# Document extract

Document Type

Working Paper

Publication Date

5-2010

Abstract

This paper develops estimates of environmental improvement based on a two-stage hedonic price analysis of the single family housing market in the Puget Sound region of Washington State. The analysis — which focuses specifically on several EPA-designated environmental hazards and involves 226,918 transactions for 177,303 unique properties that took place between January 2001 and September 2009 — involves four steps: (i) ten hedonic price functions are estimated year-by-year, one for each year of the 2000s; (ii) the hedonic estimates are used to compute the marginal implicit price of distance from air release, superfund, and toxic release sites; (iii) the marginal implicit prices, which vary through time, are used to estimate a series of implicit demand functions describing the relationship between the price of distance and the quantity consumed; and, finally (iv) the demand estimates are compared to those obtained in other research and then used evaluate the potential scale of benefits associated with some basic environmental improvement scenarios. Overall, the analysis provides further evidence that it is possible to develop a structural model of implicit demand within a single housing market and suggests that the benefits of environmental improvement are substantial.

(Records drawn from a dataset)
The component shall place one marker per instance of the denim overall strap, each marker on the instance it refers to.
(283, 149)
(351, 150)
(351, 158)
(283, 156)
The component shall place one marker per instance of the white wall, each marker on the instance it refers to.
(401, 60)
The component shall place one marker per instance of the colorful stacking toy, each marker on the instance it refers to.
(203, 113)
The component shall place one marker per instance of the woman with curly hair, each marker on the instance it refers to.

# About this exercise
For each of these statements, say yes or no to whether it agrees with the abstract, and quote the abstract's deciding words: (a) The analysis involves 226,918 transactions. (b) The study looks at the commercial real estate market. (c) The abstract concludes that the benefits of environmental improvement are small.

# Exercise result
(a) Yes: "involves 226,918 transactions for 177,303 unique properties"
(b) No: "the single family housing market in the Puget Sound region of Washington State"
(c) No: "suggests that the benefits of environmental improvement are substantial"